Directions for this task. Show each line of the entries below that contains the word "wearing", copied in full.

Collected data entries
::::::::

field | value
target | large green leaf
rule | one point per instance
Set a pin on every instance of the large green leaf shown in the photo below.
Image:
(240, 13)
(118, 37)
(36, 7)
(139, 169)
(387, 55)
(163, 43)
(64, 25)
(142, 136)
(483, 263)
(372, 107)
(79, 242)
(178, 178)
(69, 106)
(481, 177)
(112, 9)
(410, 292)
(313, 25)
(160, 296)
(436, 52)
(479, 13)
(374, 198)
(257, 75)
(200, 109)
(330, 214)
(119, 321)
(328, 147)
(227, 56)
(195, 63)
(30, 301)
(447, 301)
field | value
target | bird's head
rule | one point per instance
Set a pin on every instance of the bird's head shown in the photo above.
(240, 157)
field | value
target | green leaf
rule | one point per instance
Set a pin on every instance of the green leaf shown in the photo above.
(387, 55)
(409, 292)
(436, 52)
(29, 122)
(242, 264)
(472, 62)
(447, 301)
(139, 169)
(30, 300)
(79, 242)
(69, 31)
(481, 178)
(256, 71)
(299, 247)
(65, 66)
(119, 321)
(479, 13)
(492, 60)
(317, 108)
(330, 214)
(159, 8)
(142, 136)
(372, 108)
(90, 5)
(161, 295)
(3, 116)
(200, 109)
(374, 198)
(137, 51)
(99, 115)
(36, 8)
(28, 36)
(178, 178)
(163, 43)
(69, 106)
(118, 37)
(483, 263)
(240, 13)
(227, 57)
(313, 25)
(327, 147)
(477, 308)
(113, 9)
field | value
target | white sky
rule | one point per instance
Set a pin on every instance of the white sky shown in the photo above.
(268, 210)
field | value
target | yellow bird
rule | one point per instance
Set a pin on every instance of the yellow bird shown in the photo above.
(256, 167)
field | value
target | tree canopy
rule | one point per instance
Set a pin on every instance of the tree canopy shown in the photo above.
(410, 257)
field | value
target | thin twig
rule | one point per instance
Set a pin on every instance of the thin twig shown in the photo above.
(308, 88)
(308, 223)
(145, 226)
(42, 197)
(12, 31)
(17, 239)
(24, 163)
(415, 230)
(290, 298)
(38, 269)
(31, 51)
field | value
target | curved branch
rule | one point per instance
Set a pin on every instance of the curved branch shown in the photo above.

::::::::

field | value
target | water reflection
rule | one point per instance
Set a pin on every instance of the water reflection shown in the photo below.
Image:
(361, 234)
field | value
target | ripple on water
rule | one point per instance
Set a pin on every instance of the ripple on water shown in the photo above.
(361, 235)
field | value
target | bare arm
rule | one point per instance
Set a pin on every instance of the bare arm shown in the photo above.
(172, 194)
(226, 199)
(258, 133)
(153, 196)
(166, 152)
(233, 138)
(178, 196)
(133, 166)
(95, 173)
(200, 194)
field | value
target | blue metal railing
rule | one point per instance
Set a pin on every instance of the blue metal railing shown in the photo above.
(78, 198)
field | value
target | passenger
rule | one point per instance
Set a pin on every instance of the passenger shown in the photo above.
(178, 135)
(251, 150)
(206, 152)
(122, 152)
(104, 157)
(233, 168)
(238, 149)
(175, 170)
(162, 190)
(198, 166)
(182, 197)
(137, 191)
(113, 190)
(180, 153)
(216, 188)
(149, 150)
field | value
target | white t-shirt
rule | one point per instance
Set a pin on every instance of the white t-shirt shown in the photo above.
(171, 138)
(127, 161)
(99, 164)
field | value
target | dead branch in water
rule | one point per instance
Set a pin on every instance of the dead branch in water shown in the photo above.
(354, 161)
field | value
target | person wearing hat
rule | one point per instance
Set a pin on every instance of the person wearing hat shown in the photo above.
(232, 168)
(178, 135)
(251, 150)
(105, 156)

::::::::

Task solution.
target | person wearing hat
Set a pin on every instance of the person wearing hat shown in the photo above.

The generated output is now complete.